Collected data
* * * * * * * * *
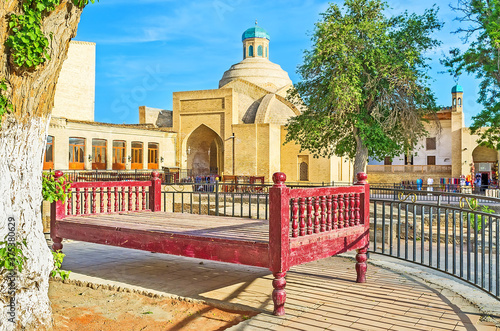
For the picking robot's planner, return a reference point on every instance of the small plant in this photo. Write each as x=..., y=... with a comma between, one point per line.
x=476, y=221
x=11, y=255
x=5, y=105
x=55, y=189
x=58, y=259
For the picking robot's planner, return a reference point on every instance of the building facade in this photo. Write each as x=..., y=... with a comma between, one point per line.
x=237, y=129
x=448, y=153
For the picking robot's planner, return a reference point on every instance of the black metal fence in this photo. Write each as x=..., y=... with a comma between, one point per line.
x=454, y=233
x=219, y=199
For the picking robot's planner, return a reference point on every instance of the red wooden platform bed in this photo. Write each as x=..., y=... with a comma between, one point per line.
x=304, y=225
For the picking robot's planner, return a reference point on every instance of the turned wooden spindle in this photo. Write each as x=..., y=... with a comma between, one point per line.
x=346, y=210
x=357, y=214
x=279, y=293
x=130, y=197
x=108, y=191
x=309, y=215
x=295, y=217
x=85, y=201
x=302, y=217
x=137, y=198
x=323, y=213
x=101, y=198
x=329, y=213
x=353, y=211
x=124, y=202
x=341, y=212
x=94, y=195
x=143, y=198
x=316, y=215
x=78, y=201
x=361, y=265
x=68, y=206
x=116, y=200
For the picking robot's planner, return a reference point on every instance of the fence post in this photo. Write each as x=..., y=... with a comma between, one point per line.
x=155, y=192
x=361, y=256
x=57, y=212
x=279, y=241
x=216, y=197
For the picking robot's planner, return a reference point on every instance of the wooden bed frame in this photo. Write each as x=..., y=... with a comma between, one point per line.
x=304, y=225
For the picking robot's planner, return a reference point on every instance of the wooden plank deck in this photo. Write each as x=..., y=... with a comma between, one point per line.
x=231, y=228
x=225, y=239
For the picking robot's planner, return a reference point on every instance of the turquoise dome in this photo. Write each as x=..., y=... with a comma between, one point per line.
x=255, y=32
x=457, y=89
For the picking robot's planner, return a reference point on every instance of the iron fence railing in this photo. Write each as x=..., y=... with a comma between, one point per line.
x=112, y=175
x=251, y=200
x=455, y=233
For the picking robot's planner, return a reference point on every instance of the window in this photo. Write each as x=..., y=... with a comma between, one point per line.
x=99, y=151
x=304, y=171
x=118, y=155
x=152, y=156
x=408, y=161
x=430, y=144
x=136, y=155
x=303, y=163
x=48, y=160
x=76, y=153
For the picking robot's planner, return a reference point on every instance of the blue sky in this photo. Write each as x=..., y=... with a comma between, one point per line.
x=147, y=49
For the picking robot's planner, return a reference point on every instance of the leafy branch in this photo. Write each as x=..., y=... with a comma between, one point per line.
x=28, y=43
x=11, y=255
x=55, y=189
x=5, y=105
x=58, y=259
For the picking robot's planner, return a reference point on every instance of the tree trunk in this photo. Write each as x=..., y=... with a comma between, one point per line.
x=22, y=143
x=361, y=157
x=21, y=153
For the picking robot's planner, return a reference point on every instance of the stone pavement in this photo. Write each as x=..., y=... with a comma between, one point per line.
x=321, y=295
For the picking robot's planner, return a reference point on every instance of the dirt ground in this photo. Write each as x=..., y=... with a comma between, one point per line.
x=84, y=308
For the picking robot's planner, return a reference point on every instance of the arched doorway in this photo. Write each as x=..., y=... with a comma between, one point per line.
x=485, y=166
x=203, y=152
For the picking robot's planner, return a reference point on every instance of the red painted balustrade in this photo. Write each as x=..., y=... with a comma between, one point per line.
x=308, y=224
x=93, y=198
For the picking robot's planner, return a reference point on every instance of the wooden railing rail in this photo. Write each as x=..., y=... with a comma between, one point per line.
x=92, y=198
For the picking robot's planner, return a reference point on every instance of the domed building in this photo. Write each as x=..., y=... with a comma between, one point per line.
x=238, y=129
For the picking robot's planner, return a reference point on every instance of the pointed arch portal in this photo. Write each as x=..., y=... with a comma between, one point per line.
x=204, y=152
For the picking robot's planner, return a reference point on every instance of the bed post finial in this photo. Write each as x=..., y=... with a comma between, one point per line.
x=155, y=192
x=279, y=179
x=362, y=178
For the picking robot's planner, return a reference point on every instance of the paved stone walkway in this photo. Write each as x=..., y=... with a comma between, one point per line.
x=321, y=295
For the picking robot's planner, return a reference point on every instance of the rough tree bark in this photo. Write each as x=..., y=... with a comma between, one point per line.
x=22, y=141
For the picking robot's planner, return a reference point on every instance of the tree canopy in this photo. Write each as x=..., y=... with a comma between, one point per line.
x=481, y=58
x=364, y=83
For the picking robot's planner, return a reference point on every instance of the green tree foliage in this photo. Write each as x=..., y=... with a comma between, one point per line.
x=364, y=83
x=482, y=58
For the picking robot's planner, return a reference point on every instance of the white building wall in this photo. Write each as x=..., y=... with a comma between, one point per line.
x=75, y=91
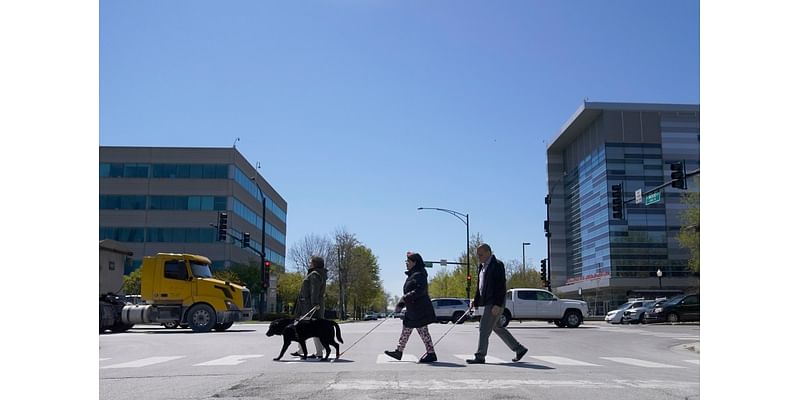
* * * * * * * * *
WHAT IS ASKED
Select every line in the items above that contains the string "stone". Case counts.

COMPLETED EXERCISE
For the picking robot's planner, return a reference point on every instance of the stone pavement in this photo. Write each as x=..., y=... with a comma between, one point per line.
For the picking robot's planner, return a reference point on every instance of the paved stone walkway in this photo. Write each as x=..., y=... with a comma between, one point per line.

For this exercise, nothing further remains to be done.